Surgical Heating-Cooling Devices Associated with Nontuberculous Mycobacteria Infections

Surgical Heating-Cooling Devices Associated with Infections

Surgical Heating-Cooling Devices Associated with Infections

The Food and Drug Administration (FDA) issued a safety announcement about infections associated with heater-cooler devices used during medical and surgical procedures and steps health care providers and health facilities can take to mitigate risks to patients.

Heater-cooler devices have been associated with nontuberculous mycobacteria (NTM) infections, primarily in patients undergoing cardiothoracic surgical procedures. Nontuberculous mycobacteria can cause pulmonary disease resembling tuberculosis.

Heater-cooler devices are used during cardiothoracic surgeries and other medical and surgical procedures to warm or cool a patient to optimize medical care and improve patient outcomes. The devices have water tanks that provide temperature-controlled water to external heat exchangers or warming/cooling blankets through closed circuits. Although the water in the circuits does not come into direct contact with the patient, there is the potential for contaminated water to enter other parts of the device or transmit bacteria through the air (aerosolize) through the device’s exhaust vent into the environment and to the patient, the FDA explains.

NTM organisms can be found in soil and water, including tap water sources. They are typically not harmful, but in rare cases may cause infections in very ill patients or in individuals with compromised immune systems.

From January 2010 to August 2015, the FDA received 32 medical device reports (MDRs) of patient infections associated with heater-cooler devices or bacterial heater-cooler device contamination. Twenty-five of these reports came in 2015. Some reports describe NTM infections related to cardiothoracic surgeries, but other reports do not specify the procedure the patient was undergoing. Eight reports were related to three events describing patient infections occurring in health care facilities in the U.S. The remaining 24 reports involved facilities outside the United States, most of these in Western Europe. The FDA said some patients presented with infections several months to years after their surgical procedures. Half of the 32 reports describe bacterial contamination of the heater-cooler device without known patient infection. The FDA is not aware of NTM infections acquired by hospital staff.

The FDA said it is challenging for a health care facility, health care provider, manufacturer, or patient to recognize NTM infections that may be associated with the use of or exposure to a particular medical device. The FDA continues to follow up with health care facilities and manufacturers to determine the factors that may have contributed to the events.

The FDA recommends that facilities and staff strictly adhere to cleaning and disinfection instructions provided by the manufacturer. Facilities should not use tap water to rinse, fill, refill or top off water tanks since this may introduce NTM organisms. Only sterile water or water that has been passed through a filter of less than or equal to 0.22 microns should be used. Ice needed for patient cooling during surgical procedures should be made from sterile water or water that has been passed through a filter of less than or equal to 0.22 microns. The heater-cooler’s vent exhaust should be directed away from the surgical field to mitigate the risk of aerosolizing heater-cooler tank water into the sterile field and exposing the patient.

The FDA said it is actively working with stakeholder groups to better understand the causes and risk factors for transmission of microbial agents associated with these devices and to develop strategies to minimize patient exposure.

==================================================

> [Work request 1]
According to the text on heater-cooler devices, why should a device's vent exhaust be directed away from the surgical field? Answer in one to three sentences.
> [Work request 2]
In the text on heater-cooler devices, copy the passage from "Heater-cooler devices have" up to and including "the FDA explains.", swapping "water tanks" for "reservoirs".
The material that follows has nothing to do with the text on heater-cooler devices.

> [Referring expression data]
==================================================

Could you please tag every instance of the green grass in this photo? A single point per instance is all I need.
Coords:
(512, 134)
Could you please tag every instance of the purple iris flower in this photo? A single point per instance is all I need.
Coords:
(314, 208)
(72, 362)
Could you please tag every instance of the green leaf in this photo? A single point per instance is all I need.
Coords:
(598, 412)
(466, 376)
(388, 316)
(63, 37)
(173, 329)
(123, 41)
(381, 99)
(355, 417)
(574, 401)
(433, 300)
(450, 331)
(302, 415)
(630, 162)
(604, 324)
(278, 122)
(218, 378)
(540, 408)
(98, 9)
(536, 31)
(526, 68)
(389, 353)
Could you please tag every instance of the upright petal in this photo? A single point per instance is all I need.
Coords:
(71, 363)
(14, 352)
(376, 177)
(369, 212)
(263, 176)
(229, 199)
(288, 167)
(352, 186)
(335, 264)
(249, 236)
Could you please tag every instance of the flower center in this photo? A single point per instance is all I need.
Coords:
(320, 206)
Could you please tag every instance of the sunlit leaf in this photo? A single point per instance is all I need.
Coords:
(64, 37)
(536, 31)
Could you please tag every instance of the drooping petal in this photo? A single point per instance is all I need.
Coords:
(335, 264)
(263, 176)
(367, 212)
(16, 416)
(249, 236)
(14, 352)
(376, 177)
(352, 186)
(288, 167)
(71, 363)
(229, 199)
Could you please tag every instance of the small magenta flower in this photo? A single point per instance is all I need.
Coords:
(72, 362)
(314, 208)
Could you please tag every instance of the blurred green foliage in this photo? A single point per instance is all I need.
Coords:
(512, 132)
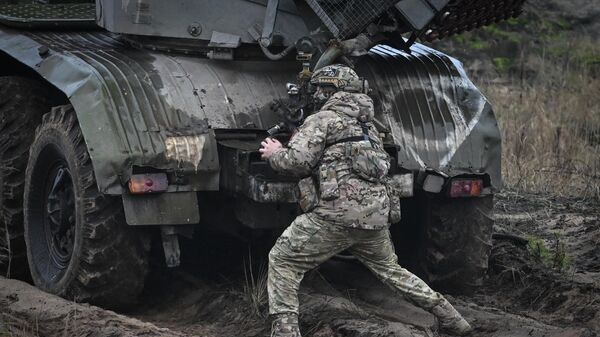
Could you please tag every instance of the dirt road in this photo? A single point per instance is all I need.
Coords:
(553, 292)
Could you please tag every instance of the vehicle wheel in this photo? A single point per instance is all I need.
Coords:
(22, 103)
(78, 243)
(457, 243)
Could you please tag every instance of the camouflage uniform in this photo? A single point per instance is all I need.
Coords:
(357, 220)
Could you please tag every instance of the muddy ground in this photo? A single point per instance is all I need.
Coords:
(551, 288)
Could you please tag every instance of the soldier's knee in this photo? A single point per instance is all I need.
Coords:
(276, 254)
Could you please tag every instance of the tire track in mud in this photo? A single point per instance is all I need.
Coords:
(521, 297)
(27, 311)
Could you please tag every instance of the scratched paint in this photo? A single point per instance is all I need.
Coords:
(185, 150)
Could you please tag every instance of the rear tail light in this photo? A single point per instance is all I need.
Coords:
(465, 188)
(148, 183)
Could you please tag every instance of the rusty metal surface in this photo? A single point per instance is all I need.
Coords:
(140, 108)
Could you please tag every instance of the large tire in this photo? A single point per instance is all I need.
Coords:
(457, 243)
(22, 103)
(78, 243)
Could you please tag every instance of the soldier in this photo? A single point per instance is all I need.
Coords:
(346, 205)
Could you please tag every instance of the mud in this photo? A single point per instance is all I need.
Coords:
(216, 295)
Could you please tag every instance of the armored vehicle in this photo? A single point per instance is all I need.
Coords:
(124, 122)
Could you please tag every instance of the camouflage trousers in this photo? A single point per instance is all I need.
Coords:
(308, 243)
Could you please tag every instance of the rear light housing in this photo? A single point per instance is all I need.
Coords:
(460, 188)
(148, 183)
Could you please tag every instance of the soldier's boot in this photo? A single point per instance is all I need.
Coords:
(450, 320)
(285, 325)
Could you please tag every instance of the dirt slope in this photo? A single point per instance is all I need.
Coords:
(524, 296)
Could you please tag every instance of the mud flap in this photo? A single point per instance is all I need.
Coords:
(161, 209)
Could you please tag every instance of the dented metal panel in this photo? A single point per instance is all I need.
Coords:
(151, 109)
(436, 115)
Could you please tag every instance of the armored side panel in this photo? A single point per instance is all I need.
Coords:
(146, 109)
(200, 20)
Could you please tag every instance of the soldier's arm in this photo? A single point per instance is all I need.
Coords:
(304, 149)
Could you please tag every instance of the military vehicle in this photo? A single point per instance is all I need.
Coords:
(124, 122)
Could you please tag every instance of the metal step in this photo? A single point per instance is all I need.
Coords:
(48, 15)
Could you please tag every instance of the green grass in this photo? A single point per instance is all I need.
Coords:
(555, 257)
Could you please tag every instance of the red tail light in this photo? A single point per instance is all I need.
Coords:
(148, 183)
(466, 188)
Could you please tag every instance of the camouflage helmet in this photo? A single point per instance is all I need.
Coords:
(340, 77)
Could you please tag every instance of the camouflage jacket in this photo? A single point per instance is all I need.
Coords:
(361, 204)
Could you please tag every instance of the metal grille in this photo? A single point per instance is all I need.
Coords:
(465, 15)
(346, 18)
(41, 12)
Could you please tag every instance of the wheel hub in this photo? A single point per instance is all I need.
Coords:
(59, 217)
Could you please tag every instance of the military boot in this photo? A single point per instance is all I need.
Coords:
(285, 325)
(450, 320)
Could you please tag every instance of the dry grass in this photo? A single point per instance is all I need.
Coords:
(550, 123)
(11, 326)
(254, 291)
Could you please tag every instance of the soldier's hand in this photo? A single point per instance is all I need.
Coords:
(269, 146)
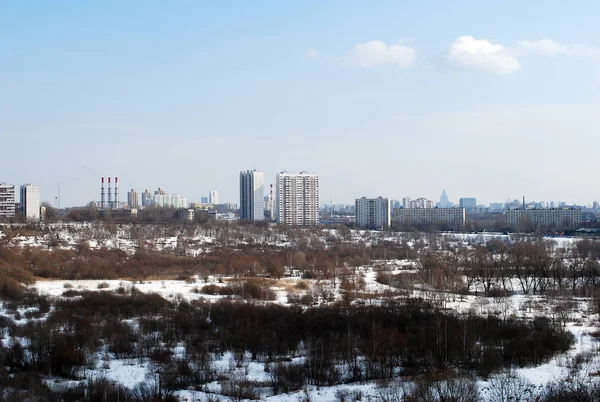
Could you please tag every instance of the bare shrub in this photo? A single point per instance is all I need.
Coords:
(238, 389)
(510, 387)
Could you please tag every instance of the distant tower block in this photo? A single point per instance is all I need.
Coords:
(109, 206)
(116, 206)
(102, 195)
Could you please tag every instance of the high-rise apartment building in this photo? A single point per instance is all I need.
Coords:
(469, 204)
(146, 198)
(30, 202)
(297, 199)
(133, 199)
(444, 201)
(169, 201)
(7, 200)
(252, 188)
(373, 213)
(213, 197)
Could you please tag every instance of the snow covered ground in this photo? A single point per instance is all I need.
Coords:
(130, 372)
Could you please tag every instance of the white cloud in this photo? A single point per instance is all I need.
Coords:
(312, 53)
(468, 52)
(376, 53)
(551, 47)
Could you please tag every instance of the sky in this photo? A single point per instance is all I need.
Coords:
(493, 100)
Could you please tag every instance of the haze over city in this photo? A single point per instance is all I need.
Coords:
(493, 101)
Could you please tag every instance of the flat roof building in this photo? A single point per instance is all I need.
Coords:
(30, 202)
(297, 199)
(7, 201)
(545, 219)
(450, 218)
(373, 213)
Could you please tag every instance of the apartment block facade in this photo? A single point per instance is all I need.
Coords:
(546, 219)
(30, 202)
(373, 213)
(297, 199)
(451, 218)
(7, 201)
(252, 203)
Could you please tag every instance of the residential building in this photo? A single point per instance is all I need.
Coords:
(544, 219)
(169, 201)
(132, 198)
(373, 213)
(30, 202)
(252, 188)
(469, 204)
(185, 214)
(7, 200)
(444, 202)
(297, 199)
(450, 218)
(146, 198)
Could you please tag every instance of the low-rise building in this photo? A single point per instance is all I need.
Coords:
(373, 213)
(561, 219)
(444, 218)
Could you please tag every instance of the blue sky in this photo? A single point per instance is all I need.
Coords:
(493, 101)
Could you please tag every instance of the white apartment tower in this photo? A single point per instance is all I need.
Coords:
(133, 199)
(7, 201)
(297, 199)
(373, 213)
(30, 202)
(252, 188)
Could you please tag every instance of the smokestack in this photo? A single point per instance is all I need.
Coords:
(116, 193)
(102, 194)
(109, 206)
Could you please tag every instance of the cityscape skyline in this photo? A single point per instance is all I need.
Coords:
(453, 200)
(430, 95)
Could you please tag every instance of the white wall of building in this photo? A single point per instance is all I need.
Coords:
(252, 203)
(373, 213)
(297, 199)
(30, 202)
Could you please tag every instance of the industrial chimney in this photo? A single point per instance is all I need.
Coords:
(102, 194)
(109, 206)
(116, 206)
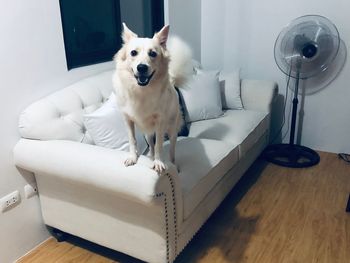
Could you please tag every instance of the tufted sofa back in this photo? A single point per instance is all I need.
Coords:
(59, 116)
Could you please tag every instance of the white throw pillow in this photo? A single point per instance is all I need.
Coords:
(230, 86)
(107, 128)
(201, 95)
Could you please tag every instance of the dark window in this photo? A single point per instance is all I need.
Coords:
(92, 28)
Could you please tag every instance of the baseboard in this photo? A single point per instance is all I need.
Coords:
(34, 248)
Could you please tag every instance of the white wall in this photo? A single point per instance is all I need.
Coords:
(242, 34)
(32, 66)
(184, 18)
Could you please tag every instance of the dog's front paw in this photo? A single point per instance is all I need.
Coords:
(131, 160)
(158, 166)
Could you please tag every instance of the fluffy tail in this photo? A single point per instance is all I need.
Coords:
(180, 66)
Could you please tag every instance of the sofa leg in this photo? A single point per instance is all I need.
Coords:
(59, 235)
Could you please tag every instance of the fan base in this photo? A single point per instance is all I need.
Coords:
(291, 155)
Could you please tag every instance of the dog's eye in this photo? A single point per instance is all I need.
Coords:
(152, 54)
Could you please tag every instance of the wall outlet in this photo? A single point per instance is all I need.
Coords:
(30, 190)
(9, 201)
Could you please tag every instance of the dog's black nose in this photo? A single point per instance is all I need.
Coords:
(142, 68)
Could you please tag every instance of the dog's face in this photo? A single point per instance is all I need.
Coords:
(143, 58)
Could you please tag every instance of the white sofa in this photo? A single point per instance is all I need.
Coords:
(86, 190)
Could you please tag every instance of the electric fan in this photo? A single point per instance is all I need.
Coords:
(304, 48)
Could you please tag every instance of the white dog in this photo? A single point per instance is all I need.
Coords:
(146, 73)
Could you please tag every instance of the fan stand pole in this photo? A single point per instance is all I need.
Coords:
(294, 110)
(292, 155)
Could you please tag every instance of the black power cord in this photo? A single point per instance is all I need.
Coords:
(344, 156)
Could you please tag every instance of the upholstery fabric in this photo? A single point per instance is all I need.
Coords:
(201, 95)
(258, 95)
(59, 116)
(201, 164)
(87, 191)
(238, 127)
(107, 128)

==================================================

> [Answer area 1]
The vent exhaust should point away from the surgical field to reduce the risk of heater-cooler tank water being aerosolized into the sterile field. That aerosolized water could expose the patient.

> [Answer area 2]
Heater-cooler devices have been associated with nontuberculous mycobacteria (NTM) infections, primarily in patients undergoing cardiothoracic surgical procedures. Nontuberculous mycobacteria can cause pulmonary disease resembling tuberculosis.

Heater-cooler devices are used during cardiothoracic surgeries and other medical and surgical procedures to warm or cool a patient to optimize medical care and improve patient outcomes. The devices have reservoirs that provide temperature-controlled water to external heat exchangers or warming/cooling blankets through closed circuits. Although the water in the circuits does not come into direct contact with the patient, there is the potential for contaminated water to enter other parts of the device or transmit bacteria through the air (aerosolize) through the device’s exhaust vent into the environment and to the patient, the FDA explains.